◆ Exercise requirements
Rewrite these records as a Markdown table with two columns, "Row" for the row number and "Line" for the text of the line, skipping blank lines. Include every record, and leave the pictures out of the table.
— start Dataset records —
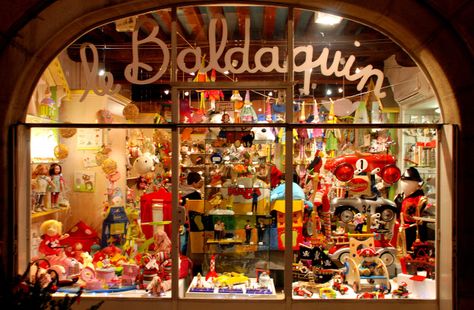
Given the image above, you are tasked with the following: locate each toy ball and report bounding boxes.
[101,158,117,175]
[54,144,69,159]
[122,103,140,120]
[133,154,155,176]
[59,124,77,138]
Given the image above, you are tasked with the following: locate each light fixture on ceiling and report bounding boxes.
[314,12,342,26]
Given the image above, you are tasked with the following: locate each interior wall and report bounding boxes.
[60,91,126,232]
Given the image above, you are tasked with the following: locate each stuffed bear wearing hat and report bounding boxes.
[395,167,427,249]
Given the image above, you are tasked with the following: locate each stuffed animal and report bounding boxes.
[252,127,275,142]
[38,220,69,255]
[133,153,155,176]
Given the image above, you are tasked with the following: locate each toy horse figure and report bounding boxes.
[206,255,218,281]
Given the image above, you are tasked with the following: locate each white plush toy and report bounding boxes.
[133,153,155,176]
[252,127,275,141]
[206,113,233,140]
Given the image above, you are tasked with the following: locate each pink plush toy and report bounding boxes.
[39,220,69,255]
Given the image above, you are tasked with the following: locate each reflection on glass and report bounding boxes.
[29,128,178,297]
[180,88,286,124]
[181,127,283,298]
[293,128,437,299]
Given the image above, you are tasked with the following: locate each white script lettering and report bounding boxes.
[81,18,386,101]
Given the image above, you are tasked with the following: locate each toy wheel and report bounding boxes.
[339,209,354,223]
[352,281,360,293]
[380,208,395,222]
[380,252,395,266]
[339,252,350,265]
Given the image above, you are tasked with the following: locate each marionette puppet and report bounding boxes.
[395,167,427,249]
[49,163,64,209]
[32,164,55,213]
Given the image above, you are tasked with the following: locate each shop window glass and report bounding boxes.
[180,127,284,299]
[21,5,441,300]
[292,127,437,299]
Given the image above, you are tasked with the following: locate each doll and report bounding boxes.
[395,167,427,249]
[49,164,64,209]
[39,220,69,256]
[32,164,55,212]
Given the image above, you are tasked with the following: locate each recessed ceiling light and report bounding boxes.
[314,12,342,26]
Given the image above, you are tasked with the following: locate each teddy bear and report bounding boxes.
[38,220,69,256]
[133,153,155,176]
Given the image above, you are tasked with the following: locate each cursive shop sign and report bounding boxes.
[80,18,385,101]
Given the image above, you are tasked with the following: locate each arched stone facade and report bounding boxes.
[0,0,474,309]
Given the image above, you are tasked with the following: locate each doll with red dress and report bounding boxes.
[49,163,64,209]
[395,167,427,249]
[38,220,69,256]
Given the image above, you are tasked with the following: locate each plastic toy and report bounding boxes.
[32,164,55,213]
[39,220,69,256]
[213,272,250,288]
[49,164,64,209]
[392,282,410,298]
[346,238,390,293]
[319,287,336,299]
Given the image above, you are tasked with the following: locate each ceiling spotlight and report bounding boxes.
[314,12,342,26]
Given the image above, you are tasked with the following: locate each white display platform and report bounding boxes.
[53,279,184,298]
[186,277,277,299]
[397,273,436,299]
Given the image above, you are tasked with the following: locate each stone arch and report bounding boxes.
[0,0,474,306]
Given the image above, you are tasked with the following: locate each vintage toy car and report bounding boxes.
[214,272,250,287]
[293,286,313,297]
[328,234,397,267]
[357,291,385,299]
[331,196,397,223]
[319,287,336,299]
[324,152,401,184]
— end Dataset records —
◆ Exercise answer
| Row | Line |
|---|---|
| 1 | Given the image above, you are tasked with the following: locate each toy ball and report bounding boxes. |
| 2 | [101,158,117,175] |
| 3 | [54,144,69,159] |
| 4 | [122,103,140,120] |
| 5 | [133,154,155,176] |
| 6 | [59,124,77,138] |
| 7 | Given the image above, you are tasked with the following: locate each light fixture on ceiling and report bounding boxes. |
| 8 | [314,12,342,26] |
| 9 | Given the image above, you are tasked with the following: locate each interior wall and report bounding boxes. |
| 10 | [60,91,126,232] |
| 11 | Given the image above, you are tasked with the following: locate each stuffed bear wearing hat and report bounding boxes. |
| 12 | [395,167,427,249] |
| 13 | Given the image above, you are tasked with the following: locate each stuffed animal and report bounding boxes. |
| 14 | [252,127,275,142] |
| 15 | [38,220,69,255] |
| 16 | [133,153,155,176] |
| 17 | Given the image above, you are tasked with the following: locate each toy horse figure and report bounding boxes. |
| 18 | [206,255,218,281] |
| 19 | Given the image above, you are tasked with the following: locate each white plush toy and report bounding boxes. |
| 20 | [133,153,155,176] |
| 21 | [252,127,275,141] |
| 22 | [206,113,233,140] |
| 23 | Given the image above, you are tasked with the following: locate each pink plush toy and report bounding boxes. |
| 24 | [39,220,69,255] |
| 25 | Given the image above, you are tasked with the following: locate each reflection on glass and report bounding boxes. |
| 26 | [29,128,178,297] |
| 27 | [180,88,286,124] |
| 28 | [181,127,283,298] |
| 29 | [293,128,437,299] |
| 30 | Given the image above, you are tasked with the following: locate each white script lettering and report bounding boxes. |
| 31 | [81,18,386,101] |
| 32 | Given the image above, you are tasked with the following: locate each toy wheel and report bounding boxes. |
| 33 | [339,209,354,223] |
| 34 | [352,281,360,293] |
| 35 | [380,208,395,222] |
| 36 | [380,252,395,266] |
| 37 | [339,252,350,265] |
| 38 | Given the image above, you are tasked with the following: locate each marionette puppet and report bounding boxes. |
| 39 | [395,167,427,249] |
| 40 | [49,163,64,209] |
| 41 | [32,164,55,213] |
| 42 | Given the image above, you are tasked with the following: locate each shop window glass and report bounding boxes. |
| 43 | [180,127,284,299] |
| 44 | [21,5,441,300] |
| 45 | [292,127,437,299] |
| 46 | Given the image above, you are tasked with the following: locate each doll and report bounding boxes. |
| 47 | [395,167,427,249] |
| 48 | [49,164,64,209] |
| 49 | [39,220,69,256] |
| 50 | [32,164,55,212] |
| 51 | Given the image above, you are tasked with the following: locate each recessed ceiling light and report bounding boxes. |
| 52 | [314,12,342,26] |
| 53 | Given the image above, you are tasked with the following: locate each teddy bear and report bounding boxes. |
| 54 | [38,220,69,256] |
| 55 | [133,153,155,176] |
| 56 | Given the image above, you are tasked with the following: locate each cursive shop sign and report bounding boxes. |
| 57 | [80,18,385,101] |
| 58 | Given the image above, you are tasked with the following: locate each arched stone facade and report bounding boxes. |
| 59 | [0,0,474,309] |
| 60 | Given the image above, you are tasked with the following: locate each doll with red dress and report bounding boxes. |
| 61 | [49,163,64,209] |
| 62 | [395,167,427,249] |
| 63 | [38,220,69,256] |
| 64 | Given the image above, you are tasked with the following: locate each plastic toy and report bounding boxes. |
| 65 | [32,164,55,213] |
| 66 | [39,220,69,256] |
| 67 | [213,272,250,288] |
| 68 | [49,164,64,209] |
| 69 | [392,282,410,298] |
| 70 | [346,238,390,293] |
| 71 | [319,287,336,299] |
| 72 | Given the image above, you are tasked with the following: locate each ceiling spotlight and report bounding boxes. |
| 73 | [314,12,342,26] |
| 74 | Given the image above, you are tasked with the following: locate each white display platform and report bounding boxes. |
| 75 | [53,279,184,298] |
| 76 | [186,277,277,299] |
| 77 | [397,273,436,299] |
| 78 | Given the image above, you are tasked with the following: locate each stone arch and report bounding boxes. |
| 79 | [0,0,474,306] |
| 80 | Given the image above, you are tasked with the following: locate each vintage toy car and report bounding boxes. |
| 81 | [214,272,250,287] |
| 82 | [293,286,313,297] |
| 83 | [328,234,397,267] |
| 84 | [357,291,385,299] |
| 85 | [331,196,397,223] |
| 86 | [319,287,336,299] |
| 87 | [324,152,401,184] |